Goal a: Which lines in the listing below contain the string "wall"? Show each of those lines in full.

With a hefty gross vehicle mass (GVM) rating of seven tonnes on a long 4100 mm wheelbase, this version of the highly successful Daily is available in cavernous load capacities of 16, 18 and 19.6 cubic metres.

With such spacious load volumes, Iveco is in no doubt the latest Daily represents a viable alternative to pantech-bodied light trucks.

The new Euro 6 Daily van occupies a unique position in the market and according to Marco Quaranta, "… is the only van available in the Australian market with a seven tonnes GVM and provides up to 4 tonnes of payload.

"In terms of carrying capacity, it is a potentially more affordable alternative to a light truck cab/chassis (and) also provides advantages such as superior safety features, more comfortable driving, and lower fuel use thanks to superior aerodynamics and more sophisticated engine technologies, while still providing the strength of a full C-section chassis."

Additionally, he says a walk-through option also makes this van model suitable for recreational applications such as motorhomes.

Under the snout is a revised 3.0 litre turbo diesel four cylinder engine producing  180 hp and 430 Nm of torque; increases of 10 hp and 30 Nm respectively over the current equivalent model.

Equipped with a 25 litre AdBlue tank, Iveco estimates the vehicle will consume around three litres of AdBlue for every 100 litres of diesel, meaning AdBlue will only need to be topped up every seven or eight tanks of diesel.

However, aware that many van users may not be familiar with SCR and AdBlue requirements, Iveco emphasises that if the AdBlue tank falls to less than 5 per cent capacity, engine torque will be reduced by 25 per cent. Worse, if the AdBlue tank is allowed to run dry, the vehicle will be limited to a maximum speed of 20 kilometres per hour.

Supplied material:
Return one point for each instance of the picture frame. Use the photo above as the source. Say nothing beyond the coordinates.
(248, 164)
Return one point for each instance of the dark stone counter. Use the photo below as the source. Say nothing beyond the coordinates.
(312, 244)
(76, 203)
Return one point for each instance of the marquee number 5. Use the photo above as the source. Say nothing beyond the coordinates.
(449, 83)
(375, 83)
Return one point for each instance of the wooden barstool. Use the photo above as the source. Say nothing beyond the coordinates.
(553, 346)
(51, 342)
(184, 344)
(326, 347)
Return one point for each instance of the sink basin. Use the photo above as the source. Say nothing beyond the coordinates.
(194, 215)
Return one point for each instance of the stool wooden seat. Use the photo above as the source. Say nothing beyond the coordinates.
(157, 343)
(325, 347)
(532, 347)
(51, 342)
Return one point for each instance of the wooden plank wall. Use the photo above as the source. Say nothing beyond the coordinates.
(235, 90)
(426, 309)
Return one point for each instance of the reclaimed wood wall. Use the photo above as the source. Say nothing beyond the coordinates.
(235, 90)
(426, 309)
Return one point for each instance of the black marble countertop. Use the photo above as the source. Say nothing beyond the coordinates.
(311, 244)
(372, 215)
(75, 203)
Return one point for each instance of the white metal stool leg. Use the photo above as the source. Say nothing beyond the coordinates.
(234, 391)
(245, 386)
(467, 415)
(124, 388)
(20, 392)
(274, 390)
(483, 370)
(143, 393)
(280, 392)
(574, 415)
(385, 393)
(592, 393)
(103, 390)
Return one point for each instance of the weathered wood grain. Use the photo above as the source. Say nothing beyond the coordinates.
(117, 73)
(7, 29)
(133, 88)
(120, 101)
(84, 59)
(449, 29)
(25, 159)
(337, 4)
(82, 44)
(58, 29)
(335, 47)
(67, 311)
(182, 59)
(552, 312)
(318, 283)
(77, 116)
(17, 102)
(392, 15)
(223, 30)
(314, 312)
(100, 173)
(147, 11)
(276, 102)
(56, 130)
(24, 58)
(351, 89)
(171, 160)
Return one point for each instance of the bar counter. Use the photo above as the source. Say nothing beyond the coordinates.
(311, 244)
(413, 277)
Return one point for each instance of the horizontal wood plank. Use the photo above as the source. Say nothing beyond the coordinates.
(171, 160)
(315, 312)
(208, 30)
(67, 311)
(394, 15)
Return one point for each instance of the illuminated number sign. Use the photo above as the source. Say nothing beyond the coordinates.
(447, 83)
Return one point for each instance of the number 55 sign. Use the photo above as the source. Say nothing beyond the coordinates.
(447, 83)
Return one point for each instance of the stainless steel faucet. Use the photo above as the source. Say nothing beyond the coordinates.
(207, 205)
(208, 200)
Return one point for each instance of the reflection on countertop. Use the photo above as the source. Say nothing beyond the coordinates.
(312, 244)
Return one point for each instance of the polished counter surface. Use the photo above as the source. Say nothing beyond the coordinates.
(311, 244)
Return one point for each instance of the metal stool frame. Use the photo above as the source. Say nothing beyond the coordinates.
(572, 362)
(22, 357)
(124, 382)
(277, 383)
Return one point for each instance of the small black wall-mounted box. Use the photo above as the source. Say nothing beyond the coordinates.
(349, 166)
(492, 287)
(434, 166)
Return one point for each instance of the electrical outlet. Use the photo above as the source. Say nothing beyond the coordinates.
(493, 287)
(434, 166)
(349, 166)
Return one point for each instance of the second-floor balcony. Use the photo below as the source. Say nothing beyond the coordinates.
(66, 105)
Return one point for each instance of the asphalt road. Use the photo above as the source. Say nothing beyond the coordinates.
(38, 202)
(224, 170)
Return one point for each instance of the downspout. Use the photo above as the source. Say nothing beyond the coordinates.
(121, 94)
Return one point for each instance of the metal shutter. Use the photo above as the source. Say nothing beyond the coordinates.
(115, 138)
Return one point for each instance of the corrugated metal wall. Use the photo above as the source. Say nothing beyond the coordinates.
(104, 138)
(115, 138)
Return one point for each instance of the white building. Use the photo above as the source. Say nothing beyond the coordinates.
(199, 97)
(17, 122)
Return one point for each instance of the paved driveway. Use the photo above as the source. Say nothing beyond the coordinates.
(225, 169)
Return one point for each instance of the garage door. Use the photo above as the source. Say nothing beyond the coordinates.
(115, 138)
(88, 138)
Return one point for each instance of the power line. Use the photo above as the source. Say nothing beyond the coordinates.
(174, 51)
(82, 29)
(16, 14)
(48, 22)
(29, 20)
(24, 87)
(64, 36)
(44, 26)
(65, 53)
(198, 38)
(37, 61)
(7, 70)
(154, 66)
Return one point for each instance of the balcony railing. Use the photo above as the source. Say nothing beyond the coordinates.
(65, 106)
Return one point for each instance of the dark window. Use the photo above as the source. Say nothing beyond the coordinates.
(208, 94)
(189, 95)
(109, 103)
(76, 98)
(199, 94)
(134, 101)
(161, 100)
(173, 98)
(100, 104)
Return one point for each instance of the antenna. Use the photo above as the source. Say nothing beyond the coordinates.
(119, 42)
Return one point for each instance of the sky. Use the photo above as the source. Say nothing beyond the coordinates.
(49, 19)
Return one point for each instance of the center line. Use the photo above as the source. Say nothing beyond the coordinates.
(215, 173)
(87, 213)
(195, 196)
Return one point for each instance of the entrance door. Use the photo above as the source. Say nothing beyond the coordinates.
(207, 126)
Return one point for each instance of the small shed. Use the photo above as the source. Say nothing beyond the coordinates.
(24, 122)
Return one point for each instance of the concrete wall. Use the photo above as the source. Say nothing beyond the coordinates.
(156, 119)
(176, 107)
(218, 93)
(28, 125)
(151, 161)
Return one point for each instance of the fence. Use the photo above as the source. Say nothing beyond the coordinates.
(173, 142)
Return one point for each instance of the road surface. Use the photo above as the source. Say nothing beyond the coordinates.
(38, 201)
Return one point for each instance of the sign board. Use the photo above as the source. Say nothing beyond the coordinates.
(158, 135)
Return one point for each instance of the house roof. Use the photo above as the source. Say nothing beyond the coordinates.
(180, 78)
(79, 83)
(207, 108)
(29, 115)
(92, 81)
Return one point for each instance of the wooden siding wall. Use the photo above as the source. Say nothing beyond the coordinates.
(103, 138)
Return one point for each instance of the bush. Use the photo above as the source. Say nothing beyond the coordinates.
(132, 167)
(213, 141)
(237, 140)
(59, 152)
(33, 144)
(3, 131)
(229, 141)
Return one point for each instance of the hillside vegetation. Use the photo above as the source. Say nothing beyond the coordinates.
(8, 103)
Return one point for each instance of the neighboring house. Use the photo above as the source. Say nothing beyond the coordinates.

Goal b: How would you turn the paragraph beginning "However, aware that many van users" in the Daily van passage above into a short bulleted list that keeps its main facts?

Written answer a:
Return one point for each instance of the wooden plank wall. Use the photo above as the source. Say nothing beyond the coordinates.
Return one point for each instance of the reclaimed wood wall. Use the photo above as the source. Say nothing beyond the coordinates.
Return one point for each instance of the small black wall-mounted box. Use the photo above as the source. Say nothing beyond the coordinates.
Return one point for each instance of the corrugated metal wall. Use the photo above as the source. Say nothing beyond the coordinates.
Return one point for each instance of the concrete wall. Use the photo above as the source. Say nothing beyond the coordinates.
Return one point for each instance of the wooden siding wall. Use the photo above as the source. Say nothing beyond the coordinates.

Written answer b:
- Iveco stresses this because many van users may not be familiar with SCR and AdBlue requirements.
- If the AdBlue tank drops below 5 percent capacity, engine torque is cut by 25 percent.
- If the AdBlue tank runs dry, the vehicle is limited to a top speed of 20 kilometers per hour.